SOURCE PASSAGE:
2017 doesn't even matter who we say is the best. it seems pretty obvious that the warriors going from 9 playoff losses in 2016 to 1 in 2017 means KD must have been pretty valuable and some impact metrics saying it's all steph aren't going to change those facts. but "the best" on a team with a non-competitive title doesn't mean much. neither one faced any real adversity or stress in that season so whoever was technically the best in a bunch of blowouts isn't going to affect their legacy very much. it's like crediting melo for being good on team USA.

What "facts". Nothing places KD within range of Curry in 2017. You have no facts on your side beyond the scoring volume and effiency in a single series. KD's consistent inability to replicate Steph's influence on winning(kind of the point of basketball) is a damning indictment on the quality of his peak/prime. So assuming "who is better" is a relevant consideration, it's pretty important to weighing their legacies. But I suppose you also view the championships for the 01 Lakers, the 83 Sixers and the 91 Bulls as worthless? Those were also situations where an unfair degree of help and weak(or injured) opposition prevented the champions from "facing adversity". Or does "adversity" only matter when we're trying to tear down Steph. Perhaps we should actually celebrate when juggernauts underperform. I guess 08 KG is the GOAT for overcoming "adversity" vs the Hawks and the Cavs.

GIVEN REQUEST 1:
In the basketball discussion, how many playoff losses did the Warriors have in 2016, and how many in 2017?
GIVEN REQUEST 2:
List every past championship team that the second comment in the basketball discussion names as having had an unfair degree of help or weak opposition.
GIVEN REQUEST 3:
Pick up the basketball discussion right after its final sentence and keep the argument going.
The lines that come after the basketball discussion are not needed for any of this.

DATA BLOCK:
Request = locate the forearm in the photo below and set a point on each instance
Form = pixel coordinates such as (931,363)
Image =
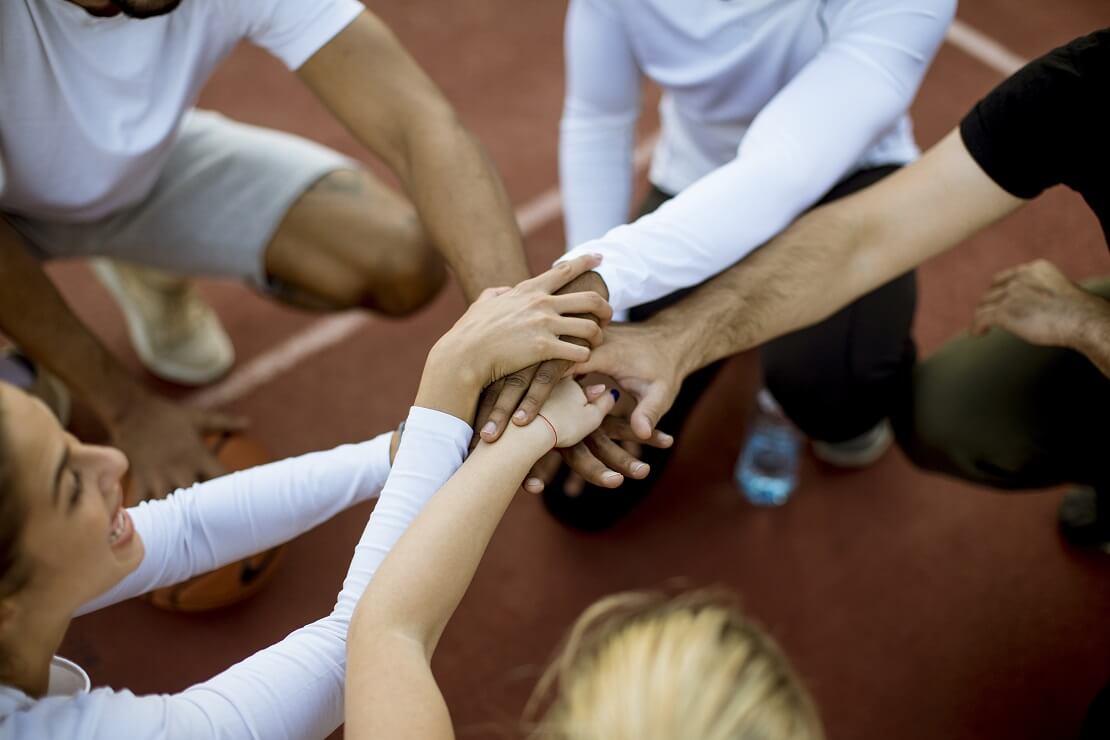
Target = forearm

TASK RESULT 1:
They had 9 playoff losses in 2016 and 1 in 2017.

TASK RESULT 2:
the 01 Lakers, the 83 Sixers, the 91 Bulls

TASK RESULT 3:
There's also the matter of 2016 where a hobbled Steph outscored and (vastly) outcreated Durant to set the stage for Durant's arrival in the first place. Similar to hakeem outplaying d-rob head to head except KD also has the indignation of arguably being outplayed by his own teammate.


the thunder's D to start that series was amazing, that can't be forgotten. their length, which very much includes KD, was impressive. steph slightly outplaying KD in one series where the thunder weren't supposed to win anyway doesn't seem like it's an automatic scale-tipper, considering KD was doing things early in his career in the playoffs while steph wasn't even a high level player yet.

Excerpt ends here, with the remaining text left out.